Given problem 1:
In the entries, begin at the line that has "Annotation task: In the image below, draw" and stop after the line that has "[[135, 392, 175, 459]]". Rewrite those lines with "yellow plastic bag" changed to "blue plastic bag" and everything else left as it is.

Supplied text:
════════════════════

Tensor of shape 'NCDHW'.


### Swin3D

> class mindvideo.models.Swin3D(input_size=(16, 56, 56),
                 embed_dim=96,
                 depths=(2, 2, 6, 2),
                 num_heads=(3, 6, 12, 24),
                 window_size=(8, 7, 7),
                 mlp_ratio=4.,
                 qkv_bias=True,
                 qk_scale=None,
                 keep_prob=1.,
                 attn_keep_prob=1.,
                 droppath_keep_prob=0.8,
                 norm_layer='layer_norm')

Constructs a swin3d architecture corresponding to `Video Swin Transformer <http://arxiv.org/abs/2106.13230>`.

- base: nn.Cell

**Parameters:**

- num_classes (int): The number of classification. Default: 400.
- patch_size (int): Patch size used by window attention. Default: (2, 4, 4).
- window_size (int): Window size used by window attention. Default: (8, 7, 7).
- embed_dim (int): Embedding dimension of the featrue generated from patch embedding layer. Default: 96.
- depths (int): Depths of each stage in Swin3d Tiny module. Default: (2, 2, 6, 2).
- num_heads (int): Numbers of heads of each stage in Swin3d Tiny module. Default: (3, 6, 12, 24).
- representation_size (int): Feature dimension of the last layer in backbone. Default: 768.
- droppath_keep_prob (float): The drop path keep probability. Default: 0.9.
- input_size (int | tuple(int)): Input feature size. Default: (32, 224, 224).
- in_channels (int): Input channels. Default: 3.
- mlp_ratio (float): Ratio of mlp hidden dim to embedding dim. Default: 4.0.
- qkv_bias (bool): If qkv_bias is True, add a learnable bias into query, key, value matrixes. Default: True.
- qk_scale (float | None, optional): Override default qk scale of head_dim ** -0.5 if set. Default: None.
- keep_prob (float): Dropout keep probability. Default: 1.0.
- attn_keep_prob (float): Keeping probability for attention dropout. Default: 1.0.
- norm_layer (string): Normalization layer. Default: 'layer_norm'.
- patch_norm (bool): If True, add normalization after patch embedding. Default: True.
- pooling_keep_dim (bool): Specifies whether to keep dimension shape the same as input feature. Default: False.
- head_bias (bool): Specifies whether the head uses a bias vector. Default: True.
- head_activation (Union[str, Cell, Primitive]): Activate function applied in the head. Default: None.
- head_keep_prob (float): Head's dropout keeping rate, between [0, 1]. Default: 0.5.

**Inputs:**

- **x** (Tensor) - Tensor of shape :math:`(N, C_{in}, D_{in}, H_{in}, W_{in})`.

**Return:**

Tensor of shape :math:`(N, CLASSES_{out})`


### swin3d_t

> def mindvideo.models.swin3d_t(num_classes: int = 400,
             patch_size: int = (2, 4, 4),
             window_size: int = (8, 7, 7),
             embed_dim: int = 96,
             depths: int = (2, 2, 6, 2),
             num_heads: int = (3, 6, 12, 24),
             representation_size: int = 768,
             droppath_keep_prob: float = 0.9)

════════════════════

Material:
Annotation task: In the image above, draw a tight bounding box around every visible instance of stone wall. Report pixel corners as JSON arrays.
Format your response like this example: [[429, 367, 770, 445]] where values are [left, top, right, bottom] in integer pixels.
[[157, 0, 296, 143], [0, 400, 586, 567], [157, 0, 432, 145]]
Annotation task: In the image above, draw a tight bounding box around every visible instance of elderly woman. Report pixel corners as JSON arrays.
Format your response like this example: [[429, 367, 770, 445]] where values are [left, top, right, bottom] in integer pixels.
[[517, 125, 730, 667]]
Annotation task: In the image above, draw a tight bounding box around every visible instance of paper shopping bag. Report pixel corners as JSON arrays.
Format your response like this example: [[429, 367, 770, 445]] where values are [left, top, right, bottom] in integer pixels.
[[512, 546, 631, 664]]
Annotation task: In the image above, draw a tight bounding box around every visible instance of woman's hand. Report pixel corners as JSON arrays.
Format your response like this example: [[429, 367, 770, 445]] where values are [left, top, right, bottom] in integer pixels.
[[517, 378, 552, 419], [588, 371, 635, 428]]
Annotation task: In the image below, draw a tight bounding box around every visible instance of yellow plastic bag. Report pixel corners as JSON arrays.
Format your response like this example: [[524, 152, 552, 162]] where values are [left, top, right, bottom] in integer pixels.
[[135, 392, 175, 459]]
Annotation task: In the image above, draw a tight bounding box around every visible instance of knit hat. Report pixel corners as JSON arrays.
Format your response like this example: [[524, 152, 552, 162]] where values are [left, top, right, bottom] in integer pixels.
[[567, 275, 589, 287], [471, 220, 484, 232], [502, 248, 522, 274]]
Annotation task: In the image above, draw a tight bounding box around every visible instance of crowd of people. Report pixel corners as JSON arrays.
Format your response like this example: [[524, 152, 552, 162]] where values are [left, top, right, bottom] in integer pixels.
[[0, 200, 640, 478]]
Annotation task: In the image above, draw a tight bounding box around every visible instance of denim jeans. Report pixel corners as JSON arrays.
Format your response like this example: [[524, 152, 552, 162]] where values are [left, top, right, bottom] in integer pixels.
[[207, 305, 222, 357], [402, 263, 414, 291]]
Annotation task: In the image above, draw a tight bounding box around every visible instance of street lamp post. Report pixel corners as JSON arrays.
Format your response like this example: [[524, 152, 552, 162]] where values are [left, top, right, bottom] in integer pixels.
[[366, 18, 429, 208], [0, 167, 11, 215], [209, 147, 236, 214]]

════════════════════

Given problem 2:
Continue the Swin3D documentation from where it stops.

Output 1:
Annotation task: In the image below, draw a tight bounding box around every visible instance of blue plastic bag. Report pixel corners as JSON arrays.
Format your response like this example: [[524, 152, 552, 162]] where values are [left, top, right, bottom] in integer pixels.
[[135, 392, 175, 459]]

Output 2:
Video Swin Transformer Tiny (swin3d-T) model.

**Parameters:**

num_classes (int): Number of categories.
patch_size (int): Size of swin3d patch segmentation.
window_size (int): Size of swin3d window.
embed_dim (int): Dimension output by the patch embedding.
depths (int): Depth of each stage.
num_heads (int): Number of heads in window attention.
representation_size (int): Size of features output at the last layer of backbone.
droppath_keep_prob (float): Retetion probability of drop path.

**Returns:**

swin3d_t: nn.Cell


### swin3d_s

> def mindvideo.models.swin3d_s(num_classes: int = 400,
             patch_size: int = (2, 4, 4),
             window_size: int = (8, 7, 7),
             embed_dim: int = 96,
             depths: int = (2, 2, 18, 2),
             num_heads: int = (3, 6, 12, 24),
             representation_size: int = 768,
             droppath_keep_prob: float = 0.9)

Video Swin Transformer Small (swin3d-S) model.

**Parameters:**

num_classes (int): Number of categories.
patch_size (int): Size of swin3d patch segmentation.
window_size (int): Size of swin3d window.
embed_dim (int): Dimension output by the patch embedding.
depths (int): Depth of each stage.
num_heads (int): Number of heads in window attention.
representation_size (int): Size of features output at the last layer of backbone.
droppath_keep_prob (float): Retetion probability of drop path.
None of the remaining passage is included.